**TEXT SEGMENT**

--

Finally, the study explores the impact of agricultural inputs on agricultural efficiency by estimating the regression coefficient (byx) that will come out once we become able to plot the best-fit regression line established between composite development index of inputs (x) on aggregate agricultural efficiency (y). The value of (byx) is calculated as follows:

$$b_{yx} = r\frac{{\sigma_{y} }}{{\sigma_{x} }}$$
(9)

where,

$$r = \pm \frac{{\sum {xy} - \frac{\sum x \sum y }{n}}}{{\sqrt {\sum {x^{2} } - \frac{{\left( {\sum x } \right)^{2} }}{n}} \sqrt {\sum {y^{2} } - \frac{{\left( {\sum y } \right)^{2} }}{n}} }} = \pm \frac{{\sum {xy} - \frac{\sum x \sum y }{n}}}{{\sigma_{y} \sigma_{x} }}$$
(10)

The value of r ranges between +1 and −1, the extreme two values indicate perfect positive and perfect negative relationship, respectively.

Determination of the prospective targets of selected agricultural inputs and identification of model districts

For minimizing the regional incongruity in the efficiency of agriculture, reducing the regional disparity in the development of agricultural inputs is one of the cardinal facets of regional planning. By assigning the prospective targets of selected inputs for all districts can help to attain a balanced distribution of agricultural performances within the state of West Bengal.

In this present paper, a simple and objective approach is used to estimate the prospective targets of inputs for all districts and model districts for them which may be outlined as follows.

(a) Computation of composite indices of inputs development and ranking of districts correspondingly (Eq. 6).

(b) Computation of critical distance (Dc) value by using the following formula:

$$D_{\text{c}} = \overline{d} + 2\sigma d_{\text{m}}$$
(11)

--

**PROBLEMS AND TASKS**
A. Write out the part of the agricultural efficiency text between "The value of r" and "of West Bengal.", inclusive.
B. In the agricultural efficiency text, what are the two extreme values of r, and what relationships do they indicate?
C. Continue the agricultural efficiency text from its last line.

**DATASET RECORDS**
--

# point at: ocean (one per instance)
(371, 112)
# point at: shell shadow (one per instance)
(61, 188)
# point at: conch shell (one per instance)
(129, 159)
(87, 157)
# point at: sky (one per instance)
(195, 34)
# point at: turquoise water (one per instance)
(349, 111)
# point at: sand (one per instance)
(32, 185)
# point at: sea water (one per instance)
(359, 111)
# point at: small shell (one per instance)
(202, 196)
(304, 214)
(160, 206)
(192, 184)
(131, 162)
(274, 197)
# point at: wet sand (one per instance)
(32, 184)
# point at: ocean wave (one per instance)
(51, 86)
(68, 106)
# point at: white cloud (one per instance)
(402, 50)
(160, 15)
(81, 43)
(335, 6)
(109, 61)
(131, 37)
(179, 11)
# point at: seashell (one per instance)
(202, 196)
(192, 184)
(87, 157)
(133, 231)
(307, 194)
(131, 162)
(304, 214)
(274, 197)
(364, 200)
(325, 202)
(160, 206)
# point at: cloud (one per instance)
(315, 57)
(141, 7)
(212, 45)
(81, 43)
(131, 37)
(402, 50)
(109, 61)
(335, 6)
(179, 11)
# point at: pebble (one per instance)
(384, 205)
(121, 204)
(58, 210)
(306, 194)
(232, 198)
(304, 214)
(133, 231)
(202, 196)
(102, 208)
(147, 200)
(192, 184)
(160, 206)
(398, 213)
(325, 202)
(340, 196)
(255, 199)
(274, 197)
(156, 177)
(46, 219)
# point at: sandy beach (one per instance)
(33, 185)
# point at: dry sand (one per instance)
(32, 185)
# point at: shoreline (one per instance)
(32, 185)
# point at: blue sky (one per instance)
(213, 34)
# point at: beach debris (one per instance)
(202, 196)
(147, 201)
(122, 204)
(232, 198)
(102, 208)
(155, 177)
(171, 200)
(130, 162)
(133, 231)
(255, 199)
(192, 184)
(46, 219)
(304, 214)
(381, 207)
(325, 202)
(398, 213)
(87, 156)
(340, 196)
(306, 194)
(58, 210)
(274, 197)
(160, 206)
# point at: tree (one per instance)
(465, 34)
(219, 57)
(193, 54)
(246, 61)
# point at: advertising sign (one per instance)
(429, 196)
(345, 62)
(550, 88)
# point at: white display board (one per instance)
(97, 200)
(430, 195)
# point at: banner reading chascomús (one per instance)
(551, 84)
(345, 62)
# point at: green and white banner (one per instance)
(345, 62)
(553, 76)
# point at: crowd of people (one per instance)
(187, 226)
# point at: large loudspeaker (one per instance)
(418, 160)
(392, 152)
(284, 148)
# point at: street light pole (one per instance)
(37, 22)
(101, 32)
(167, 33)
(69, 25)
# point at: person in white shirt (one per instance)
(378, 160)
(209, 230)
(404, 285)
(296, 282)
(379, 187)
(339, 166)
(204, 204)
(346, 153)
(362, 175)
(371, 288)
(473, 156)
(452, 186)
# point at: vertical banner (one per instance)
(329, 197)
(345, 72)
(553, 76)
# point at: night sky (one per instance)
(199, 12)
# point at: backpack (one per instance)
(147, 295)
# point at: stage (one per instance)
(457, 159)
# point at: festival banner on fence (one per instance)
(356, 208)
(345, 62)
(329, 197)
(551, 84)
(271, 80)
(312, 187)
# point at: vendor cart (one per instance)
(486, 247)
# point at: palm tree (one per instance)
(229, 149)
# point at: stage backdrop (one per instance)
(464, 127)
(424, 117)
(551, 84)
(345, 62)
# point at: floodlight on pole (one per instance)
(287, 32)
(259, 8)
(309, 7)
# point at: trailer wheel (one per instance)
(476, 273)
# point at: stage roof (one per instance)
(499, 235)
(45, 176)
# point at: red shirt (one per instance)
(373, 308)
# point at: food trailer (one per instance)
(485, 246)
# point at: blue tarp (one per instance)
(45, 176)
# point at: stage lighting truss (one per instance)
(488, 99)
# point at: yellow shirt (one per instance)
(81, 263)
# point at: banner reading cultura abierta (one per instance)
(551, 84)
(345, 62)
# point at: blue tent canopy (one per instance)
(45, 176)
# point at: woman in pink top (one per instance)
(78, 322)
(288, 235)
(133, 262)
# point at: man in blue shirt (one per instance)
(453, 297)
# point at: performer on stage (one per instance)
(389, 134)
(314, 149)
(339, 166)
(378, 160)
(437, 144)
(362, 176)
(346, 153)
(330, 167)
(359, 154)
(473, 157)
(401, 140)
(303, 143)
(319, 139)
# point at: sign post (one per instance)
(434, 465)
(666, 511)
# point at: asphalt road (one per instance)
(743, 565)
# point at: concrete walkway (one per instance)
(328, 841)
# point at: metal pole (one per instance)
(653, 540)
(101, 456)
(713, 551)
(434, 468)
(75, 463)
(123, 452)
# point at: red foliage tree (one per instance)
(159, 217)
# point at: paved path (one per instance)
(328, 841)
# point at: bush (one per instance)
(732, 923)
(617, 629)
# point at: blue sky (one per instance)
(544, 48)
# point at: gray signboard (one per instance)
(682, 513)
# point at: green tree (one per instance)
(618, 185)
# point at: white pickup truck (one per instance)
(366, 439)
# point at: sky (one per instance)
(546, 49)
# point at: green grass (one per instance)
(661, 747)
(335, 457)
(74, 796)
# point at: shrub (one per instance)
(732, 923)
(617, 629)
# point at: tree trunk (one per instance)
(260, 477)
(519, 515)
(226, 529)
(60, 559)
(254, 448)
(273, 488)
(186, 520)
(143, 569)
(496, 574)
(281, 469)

--

**RESPONSE LIST**
A.
The value of r ranges between +1 and −1, the extreme two values indicate perfect positive and perfect negative relationship, respectively.

Determination of the prospective targets of selected agricultural inputs and identification of model districts

For minimizing the regional incongruity in the efficiency of agriculture, reducing the regional disparity in the development of agricultural inputs is one of the cardinal facets of regional planning. By assigning the prospective targets of selected inputs for all districts can help to attain a balanced distribution of agricultural performances within the state of West Bengal.

B. The extreme values are +1 and −1. They indicate a perfect positive relationship and a perfect negative relationship, respectively.

C.
where \(\overline{d}\) = mean of dm, and σdm = standard deviation of dm. The dm is the minimum non-zero value of each row, procured from proximity matrix (Eq. 12) between different combinations of districts.

$$d_{ip} = \left[ {\sum\nolimits_{j = 1}^{k} {(N_{ij} - Z_{pj} )^{2} } } \right]^{1/2}$$
(12)

Here Dii = 0 and Dip = Dpi and the developmental distance (dip) can be written as following matrix:

$$d_{ip} = \left[ {\begin{array}{*{20}c} 0 & {d_{12} } & \ldots & {d_{1n} } \\ {d_{21} } & 0 & \ldots & {d_{2n} } \\ \ldots & {d_{32} } & \ldots & {d_{3n} } \\ {d_{n1} } & {d_{n2} } & \ldots & 0 \\ \end{array} } \right]$$
(13)

(c) identification of model districts for a particular district ‘A’ by excluding of those district/districts which is/are less developed than ‘A’ and the developmental distance/distances of which is/are greater than Dc value concurrently and (d) estimation of prospective target of a particular indicator for ‘A’ can be estimated by obtaining the optimum value of actual figures of that indicator belonging to the model districts and the district of ‘A’ itself.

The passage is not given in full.